* start Quoted passage *

Extended Forecast Discussion
NWS Weather Prediction Center College Park MD
304 PM EDT Mon Jul 10 2023
Valid 12Z Thu Jul 13 2023 - 12Z Mon Jul 17 2023
...Hazardous to extreme heat will build across much of the
Southern U.S. and into the West Coast states through this week and
beyond...
...Heavy rain concerns likely to focus over parts of the Midwest
and Mid-Mississippi Valley...
...Overview...
The upper level pattern over the CONUS late this week and into the
weekend may trend more amplified with time as troughing is
maintained across the Eastern U.S., and upper level ridging builds
into the West. The Eastern trough will be anchored by a deep upper
low near Hudson Bay with multiple waves of energy rotating through
the base driving rounds of showers and storms across the Midwest
and into the Northeast. Hazardous to extreme heat will be ongoing
as the period begins Thursday across much of the Southern tier of
the U.S. and back into the Southwest and California through the
weekend and well into next week, as per the latest information
from the Climate Prediction Center. There is increasing confidence
this could be a long duration and possibly intense heat wave for
portions of the West and Southern U.S..
...Guidance Evaluation/Predictability Assessment...
The latest guidance is in reasonable agreement regarding the
overall synoptic pattern across the CONUS during the medium range.
A relatively stationary pattern is depicted by all of the guidance
with the small differences in the magnitude and timing of the
shortwave impulses propagating through the Plains and Midwest
later this week and into the weekend. The 00z ECMWF diverges from
the rest of the models when it further amplifies the western U.S.

* end Quoted passage *

**Exercise**
Print the part of the forecast discussion that starts at the words "A relatively stationary" and ends after "the western U.S.", reproducing it word for word. The rows come from a separate source and have no connection to the forecast discussion.

* start Dataset excerpts *

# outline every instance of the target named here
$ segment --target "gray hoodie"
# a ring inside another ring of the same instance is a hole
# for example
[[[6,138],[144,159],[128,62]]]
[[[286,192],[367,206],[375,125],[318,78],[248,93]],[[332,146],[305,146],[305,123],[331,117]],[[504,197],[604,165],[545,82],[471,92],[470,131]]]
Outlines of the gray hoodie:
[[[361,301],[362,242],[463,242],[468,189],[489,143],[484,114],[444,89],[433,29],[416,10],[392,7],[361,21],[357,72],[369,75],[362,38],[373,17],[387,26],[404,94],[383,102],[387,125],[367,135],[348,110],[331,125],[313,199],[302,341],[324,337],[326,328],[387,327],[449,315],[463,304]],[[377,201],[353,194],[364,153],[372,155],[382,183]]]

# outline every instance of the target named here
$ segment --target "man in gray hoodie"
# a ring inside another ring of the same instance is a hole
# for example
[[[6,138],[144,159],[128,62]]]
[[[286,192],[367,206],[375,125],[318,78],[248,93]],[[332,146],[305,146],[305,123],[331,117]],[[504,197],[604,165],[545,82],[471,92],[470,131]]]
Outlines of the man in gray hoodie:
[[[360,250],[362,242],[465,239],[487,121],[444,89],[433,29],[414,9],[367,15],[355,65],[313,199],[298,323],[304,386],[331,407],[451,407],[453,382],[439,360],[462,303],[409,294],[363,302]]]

* end Dataset excerpts *

**Response below**
A relatively stationary pattern is depicted by all of the guidance
with the small differences in the magnitude and timing of the
shortwave impulses propagating through the Plains and Midwest
later this week and into the weekend. The 00z ECMWF diverges from
the rest of the models when it further amplifies the western U.S.